------ Provided data

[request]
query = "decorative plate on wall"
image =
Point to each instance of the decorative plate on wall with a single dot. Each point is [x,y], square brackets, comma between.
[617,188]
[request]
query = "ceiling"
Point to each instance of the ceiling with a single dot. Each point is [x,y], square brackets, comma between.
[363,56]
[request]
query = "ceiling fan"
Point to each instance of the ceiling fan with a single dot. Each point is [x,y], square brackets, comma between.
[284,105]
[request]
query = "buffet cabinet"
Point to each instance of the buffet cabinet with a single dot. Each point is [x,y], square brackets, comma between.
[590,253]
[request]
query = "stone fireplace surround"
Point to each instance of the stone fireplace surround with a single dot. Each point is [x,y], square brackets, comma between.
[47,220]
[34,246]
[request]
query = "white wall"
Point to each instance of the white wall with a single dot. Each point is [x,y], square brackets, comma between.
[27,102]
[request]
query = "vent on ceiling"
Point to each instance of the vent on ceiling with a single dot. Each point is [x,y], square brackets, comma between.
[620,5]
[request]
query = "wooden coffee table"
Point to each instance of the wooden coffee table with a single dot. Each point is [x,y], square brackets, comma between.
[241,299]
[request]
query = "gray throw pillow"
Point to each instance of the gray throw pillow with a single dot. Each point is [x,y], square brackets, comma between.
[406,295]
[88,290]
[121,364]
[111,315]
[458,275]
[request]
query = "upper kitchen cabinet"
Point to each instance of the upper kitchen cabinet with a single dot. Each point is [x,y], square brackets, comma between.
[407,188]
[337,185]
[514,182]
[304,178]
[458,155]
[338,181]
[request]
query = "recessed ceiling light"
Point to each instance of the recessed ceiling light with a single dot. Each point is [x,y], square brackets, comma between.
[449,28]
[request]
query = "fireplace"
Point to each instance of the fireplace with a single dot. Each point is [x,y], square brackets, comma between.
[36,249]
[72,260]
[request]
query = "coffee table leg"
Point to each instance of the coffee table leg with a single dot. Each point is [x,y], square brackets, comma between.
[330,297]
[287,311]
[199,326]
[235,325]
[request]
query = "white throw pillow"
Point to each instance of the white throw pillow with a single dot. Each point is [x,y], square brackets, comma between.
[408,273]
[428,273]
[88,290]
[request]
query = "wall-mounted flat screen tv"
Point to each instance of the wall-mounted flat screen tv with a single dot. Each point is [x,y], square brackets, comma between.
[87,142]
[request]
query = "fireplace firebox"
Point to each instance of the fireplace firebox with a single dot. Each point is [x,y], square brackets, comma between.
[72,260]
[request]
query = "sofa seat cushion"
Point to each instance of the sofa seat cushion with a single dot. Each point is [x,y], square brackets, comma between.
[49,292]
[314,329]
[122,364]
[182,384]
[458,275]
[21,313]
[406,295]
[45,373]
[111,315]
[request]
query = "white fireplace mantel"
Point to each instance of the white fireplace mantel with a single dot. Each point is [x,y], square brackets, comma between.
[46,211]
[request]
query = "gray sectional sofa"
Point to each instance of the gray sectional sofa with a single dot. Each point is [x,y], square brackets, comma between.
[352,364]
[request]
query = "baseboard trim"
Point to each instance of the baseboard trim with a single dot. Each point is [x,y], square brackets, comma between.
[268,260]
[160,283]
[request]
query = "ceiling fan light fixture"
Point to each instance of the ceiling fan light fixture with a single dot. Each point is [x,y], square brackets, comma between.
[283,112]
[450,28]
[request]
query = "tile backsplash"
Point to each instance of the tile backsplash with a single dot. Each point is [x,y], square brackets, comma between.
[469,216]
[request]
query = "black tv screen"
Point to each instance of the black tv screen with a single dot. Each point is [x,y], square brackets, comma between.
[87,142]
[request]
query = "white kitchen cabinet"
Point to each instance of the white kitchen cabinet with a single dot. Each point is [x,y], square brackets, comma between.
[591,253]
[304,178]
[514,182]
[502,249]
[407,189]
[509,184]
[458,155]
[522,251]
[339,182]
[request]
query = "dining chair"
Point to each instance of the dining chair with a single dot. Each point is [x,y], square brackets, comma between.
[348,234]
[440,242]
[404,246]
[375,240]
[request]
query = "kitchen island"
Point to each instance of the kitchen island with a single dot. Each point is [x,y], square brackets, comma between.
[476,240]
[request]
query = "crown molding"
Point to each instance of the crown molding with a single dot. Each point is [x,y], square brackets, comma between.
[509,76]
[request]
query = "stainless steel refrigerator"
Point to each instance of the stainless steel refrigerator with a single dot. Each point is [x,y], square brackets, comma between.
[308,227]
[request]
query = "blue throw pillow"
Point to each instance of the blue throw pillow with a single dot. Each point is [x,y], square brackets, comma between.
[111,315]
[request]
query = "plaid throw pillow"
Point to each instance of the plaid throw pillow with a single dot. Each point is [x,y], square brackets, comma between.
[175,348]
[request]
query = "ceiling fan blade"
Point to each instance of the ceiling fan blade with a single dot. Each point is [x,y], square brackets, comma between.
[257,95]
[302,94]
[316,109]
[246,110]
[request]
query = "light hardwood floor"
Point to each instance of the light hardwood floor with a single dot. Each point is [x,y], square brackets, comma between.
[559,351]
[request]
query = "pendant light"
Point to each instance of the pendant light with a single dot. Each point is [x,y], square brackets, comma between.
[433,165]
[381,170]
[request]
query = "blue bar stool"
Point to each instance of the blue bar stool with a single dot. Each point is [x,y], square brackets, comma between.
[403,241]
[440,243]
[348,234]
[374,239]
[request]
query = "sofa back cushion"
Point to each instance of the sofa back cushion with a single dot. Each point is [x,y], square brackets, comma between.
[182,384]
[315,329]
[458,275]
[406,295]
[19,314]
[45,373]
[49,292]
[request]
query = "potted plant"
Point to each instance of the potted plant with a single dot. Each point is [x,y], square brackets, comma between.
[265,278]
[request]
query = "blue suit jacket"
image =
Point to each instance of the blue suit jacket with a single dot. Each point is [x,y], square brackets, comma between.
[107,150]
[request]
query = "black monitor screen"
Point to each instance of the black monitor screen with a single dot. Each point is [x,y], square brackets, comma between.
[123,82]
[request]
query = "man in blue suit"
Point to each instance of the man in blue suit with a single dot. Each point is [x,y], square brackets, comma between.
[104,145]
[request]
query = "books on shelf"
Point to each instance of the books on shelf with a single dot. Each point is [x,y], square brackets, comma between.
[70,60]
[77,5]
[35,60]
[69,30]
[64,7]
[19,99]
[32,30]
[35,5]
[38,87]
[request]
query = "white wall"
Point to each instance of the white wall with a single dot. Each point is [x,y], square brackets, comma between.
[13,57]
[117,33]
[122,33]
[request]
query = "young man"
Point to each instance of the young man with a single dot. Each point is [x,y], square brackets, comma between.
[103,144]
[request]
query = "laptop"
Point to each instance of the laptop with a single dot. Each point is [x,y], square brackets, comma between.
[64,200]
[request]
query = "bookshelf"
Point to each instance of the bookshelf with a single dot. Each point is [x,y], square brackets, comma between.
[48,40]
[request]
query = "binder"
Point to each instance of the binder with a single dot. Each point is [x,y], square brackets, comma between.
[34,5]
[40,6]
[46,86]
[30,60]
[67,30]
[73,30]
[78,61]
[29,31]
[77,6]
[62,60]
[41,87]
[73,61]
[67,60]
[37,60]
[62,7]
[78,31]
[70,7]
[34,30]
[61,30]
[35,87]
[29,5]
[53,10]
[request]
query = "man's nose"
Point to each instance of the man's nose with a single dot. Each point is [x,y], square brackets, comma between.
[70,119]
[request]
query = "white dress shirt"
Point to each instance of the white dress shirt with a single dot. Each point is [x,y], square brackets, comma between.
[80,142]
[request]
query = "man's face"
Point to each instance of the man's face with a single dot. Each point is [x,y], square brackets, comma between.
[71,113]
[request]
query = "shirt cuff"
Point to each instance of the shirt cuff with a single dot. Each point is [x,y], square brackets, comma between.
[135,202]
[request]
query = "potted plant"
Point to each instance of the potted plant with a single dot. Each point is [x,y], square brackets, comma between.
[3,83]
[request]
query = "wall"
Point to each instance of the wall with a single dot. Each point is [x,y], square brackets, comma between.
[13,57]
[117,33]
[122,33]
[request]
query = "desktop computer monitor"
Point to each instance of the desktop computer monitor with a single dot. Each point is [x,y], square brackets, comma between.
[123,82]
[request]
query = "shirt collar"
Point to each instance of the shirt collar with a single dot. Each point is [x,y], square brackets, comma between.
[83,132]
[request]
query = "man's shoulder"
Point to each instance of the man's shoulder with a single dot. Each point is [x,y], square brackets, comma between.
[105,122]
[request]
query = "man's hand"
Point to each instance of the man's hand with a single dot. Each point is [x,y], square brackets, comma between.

------------

▶ **Activity**
Across the whole listing, show each line where the word "hand" occurs.

▶ **Task response**
query = "man's hand"
Point to each instance of the man's hand with a single dot. Each point is [x,y], square brackets, comma between.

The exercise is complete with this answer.